- [O que fazer]
- a) Extraia do texto sobre Forrest, sem mudar nada, o trecho que começa nas palavras "O existencialismo do" e termina depois de "fortuitos e incontroláveis.".
- b) Responda com base no texto sobre Forrest:
(i) Segundo o que a mãe ensinou a Forrest, quem é idiota?
(ii) De onde é o jovem Forrest?
(iii) De quem é a filosofia citada no fim do texto?
- c) Continue o texto sobre Forrest, começando logo depois da última frase dele.

- [Texto fornecido]
╭──
A trama se desenrola a partir do olhar de Forrest, um garoto com QI abaixo do normal, problemas nas costas e que, portanto, é considerado um idiota. No entanto, apesar desse jugo que recebe, sua mãe nunca deixou que Forrest se sentisse como tal, permitindo, desse modo, que ele não se considerasse um idiota, uma vez que, para ele, como sua mãe lhe ensinou, “Idiota é quem faz idiotice” – e isso ele não fazia.

Todavia, ainda que não fosse um idiota, Forrest era puro e via o mundo sem pré-julgamentos, o que alguns interpretam como a imagem do cidadão americano idiotizado e facilmente influenciado pela mídia, mas que percebo como o desenrolar histórico visto e interpretado por alguém que, na verdade, foge a esse protótipo do homem comum americano, proporcionando-nos, assim, interpretações diferentes do senso comum, o que dificilmente aconteceria se o protagonista fosse representado por um típico americano encaixado em todos os perfis determinados pela sociedade, como ser bonito, inteligente e popular.

Sendo assim, por meio do olhar puro de Forrest, passamos a analisar com mais profundidade todos os acontecimentos vividos pelo protagonista, com nossos próprios olhos, questionando cada atitude tomada, isto é, buscando a essência das coisas. Se Forrest não fosse esse indivíduo visto como um idiota, as suas percepções acerca do mundo seriam apenas mais uma dentre tantas e não conseguiriam dar profundidade ao filme.

A profundidade do filme vem precisamente de Forrest e do seu olhar único diante da vida, do seu existencialismo risível. Ao se deparar com um mundo sem sentido e absurdo, que o olha como um estranho, Forrest busca viver, experimentar o mundo e tirar suas próprias conclusões. Não é um homem extremamente racional, e não o é somente por ter um QI abaixo do normal, mas, sobretudo, por saber que não controla quase nada e que a única certeza que possui é que está vivo e que, enquanto está vivo, deve fazer o que realmente quer, o que o seu coração deseja e lhe apraz.

O existencialismo do jovem do Alabama se manifesta no sentido de que a sua vida corre de forma leve, natural, fluída e, assim, consegue participar de diversos momentos históricos importantes, inclusive de uma guerra, tornando-se um herói nacional, sem que isso seja algo assustador ou difícil de lidar. Pelo contrário, tudo isso é natural, pois faz parte da vida, acontece independentemente da nossa vontade. A única coisa que nos cabe é saber como lidar com esses acontecimentos fortuitos e incontroláveis.

Não se trata de ser descomprometido com tudo ou de não ter ligação com nada, pois, apesar de possuir suas convicções e de ter sentimentos verdadeiros, como pela sua mãe, pela Jenny, pelo Bubba e pelo Tenente Dan, Forrest sabe que a vida é muito mais complexa do que pode compreender e que, por mais que tente, ela sempre parecerá absurda e sem sentido, como lembra a filosofia de Sartre, Nietzsche e Beckett.
╰──
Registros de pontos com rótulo
╭──
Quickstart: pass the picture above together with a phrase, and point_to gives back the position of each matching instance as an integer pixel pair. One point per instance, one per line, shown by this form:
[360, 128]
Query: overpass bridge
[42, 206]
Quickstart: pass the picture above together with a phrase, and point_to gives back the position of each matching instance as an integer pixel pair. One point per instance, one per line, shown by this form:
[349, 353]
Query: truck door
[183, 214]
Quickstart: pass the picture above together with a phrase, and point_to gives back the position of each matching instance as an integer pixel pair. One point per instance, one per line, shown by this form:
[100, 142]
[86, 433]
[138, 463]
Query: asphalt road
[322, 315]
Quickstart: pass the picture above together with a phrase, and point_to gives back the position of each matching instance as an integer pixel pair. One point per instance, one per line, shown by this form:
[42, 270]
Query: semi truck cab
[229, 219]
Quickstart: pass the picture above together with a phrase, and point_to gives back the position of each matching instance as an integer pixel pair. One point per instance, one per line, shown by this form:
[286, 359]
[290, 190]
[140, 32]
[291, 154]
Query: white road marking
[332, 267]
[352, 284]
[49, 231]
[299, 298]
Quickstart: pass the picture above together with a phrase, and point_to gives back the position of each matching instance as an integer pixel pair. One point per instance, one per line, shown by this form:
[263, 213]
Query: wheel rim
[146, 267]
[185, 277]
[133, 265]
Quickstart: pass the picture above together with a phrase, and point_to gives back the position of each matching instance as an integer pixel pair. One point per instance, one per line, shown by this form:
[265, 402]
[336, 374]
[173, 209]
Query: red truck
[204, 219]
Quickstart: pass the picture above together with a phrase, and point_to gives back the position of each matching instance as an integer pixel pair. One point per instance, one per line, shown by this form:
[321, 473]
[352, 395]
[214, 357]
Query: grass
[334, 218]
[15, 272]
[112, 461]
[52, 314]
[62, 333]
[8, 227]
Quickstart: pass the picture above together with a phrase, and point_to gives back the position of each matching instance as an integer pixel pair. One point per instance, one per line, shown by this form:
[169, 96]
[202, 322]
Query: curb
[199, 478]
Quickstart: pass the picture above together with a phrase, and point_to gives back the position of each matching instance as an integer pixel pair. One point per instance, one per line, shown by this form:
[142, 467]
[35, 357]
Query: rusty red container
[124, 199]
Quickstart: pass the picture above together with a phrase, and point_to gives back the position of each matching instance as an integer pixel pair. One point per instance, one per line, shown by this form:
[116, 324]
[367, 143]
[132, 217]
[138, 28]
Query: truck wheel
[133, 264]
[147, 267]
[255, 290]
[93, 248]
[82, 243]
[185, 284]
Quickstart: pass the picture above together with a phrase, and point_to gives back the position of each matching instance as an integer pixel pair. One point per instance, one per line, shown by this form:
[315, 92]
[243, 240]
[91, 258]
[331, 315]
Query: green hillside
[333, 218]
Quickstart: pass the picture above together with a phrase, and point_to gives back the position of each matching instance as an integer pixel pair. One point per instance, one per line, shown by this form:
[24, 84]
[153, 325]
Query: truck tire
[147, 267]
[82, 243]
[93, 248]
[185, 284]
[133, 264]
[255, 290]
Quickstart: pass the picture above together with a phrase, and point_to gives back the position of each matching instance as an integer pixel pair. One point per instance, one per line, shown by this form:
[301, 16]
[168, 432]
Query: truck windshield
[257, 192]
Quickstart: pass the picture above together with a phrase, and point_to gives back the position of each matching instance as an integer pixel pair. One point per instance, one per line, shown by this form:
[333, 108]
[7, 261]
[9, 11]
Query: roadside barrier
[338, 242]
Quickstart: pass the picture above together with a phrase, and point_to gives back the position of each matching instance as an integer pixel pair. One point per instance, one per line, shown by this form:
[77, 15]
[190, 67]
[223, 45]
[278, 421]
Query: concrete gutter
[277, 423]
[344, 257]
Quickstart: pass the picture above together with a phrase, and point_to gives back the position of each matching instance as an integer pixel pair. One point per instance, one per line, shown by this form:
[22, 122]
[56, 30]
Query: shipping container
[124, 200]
╰──
- [Respostas]
- a)
O existencialismo do jovem do Alabama se manifesta no sentido de que a sua vida corre de forma leve, natural, fluída e, assim, consegue participar de diversos momentos históricos importantes, inclusive de uma guerra, tornando-se um herói nacional, sem que isso seja algo assustador ou difícil de lidar. Pelo contrário, tudo isso é natural, pois faz parte da vida, acontece independentemente da nossa vontade. A única coisa que nos cabe é saber como lidar com esses acontecimentos fortuitos e incontroláveis.

- b)
(i) Quem faz idiotice.
(ii) Do Alabama.
(iii) De Sartre, Nietzsche e Beckett.

- c)
Desse modo, Forrest vive sua vida de modo episódico, como de fato ela é, como lembra Kundera, ao dizer que, na vida, não há oportunidade para ensaios, pois os ensaios já são a própria vida. Ou seja, não há como se preparar para o que acontecerá, pois, na maior parte do tempo, não sabemos o que vai acontecer. Não controlamos o tempo, tampouco os acasos. Forrest sabe disso e, por mais que seja desorientado e esteja sempre “correndo” de um lugar para outro, , por isso entende com naturalidade o que acontece, pois sabe que certas coisas acontecem, por mais que não queiramos, como, por exemplo, a morte.

“Mamãe sempre dizia que morrer faz parte da vida. Eu queria que não fizesse.”

Forrest é comprometido com a vida, mas aceita que existem coisas sob as quais não possui controle e que, na maior parte do tempo, devemos ter maturidade para aceitar essa incongruência, bem como ter a capacidade de fazer muito mais com o que a vida faz conosco. Isto é, a força do acaso não é passível de controle, mas não é por isso que devemos viver de qualquer forma. É preciso também acreditar que somos capazes de, nos momentos em que a vida nos dá a oportunidade de controlá-la, sermos fortes, corajosos e, acima de tudo, fiéis ao que nós somos, pois a real inteligência é saber que, embora existam coisas que não se pode mudar, há sempre algo novo a se fazer com aquilo sobre o que temos controle.

“O tenente Dan viu que tinha coisas que não podia mudar.”

Saber o que, de fato, é a vida, qual o seu sentido e o que estamos fazendo aqui é um grande mistério. Existem muitas respostas, mas nenhuma responde satisfatoriamente a todos. Sabemos que nem tudo é controlável. Sabemos que a vida é breve, é fugaz, é passageira e não aceita rédeas. Nós estamos apenas imersos nisso, flutuando como uma pena, sem destino certo. Ou talvez estejamos vagando, à procura de um lugar onde possamos nos encontrar e entrar em contato com a vida de forma mais plena, buscando uma razão para viver e se dedicar. Ou, ainda, vivendo aquilo a que estamos predestinados a fazer, seguindo o caminho do qual jamais poderemos nos afastar.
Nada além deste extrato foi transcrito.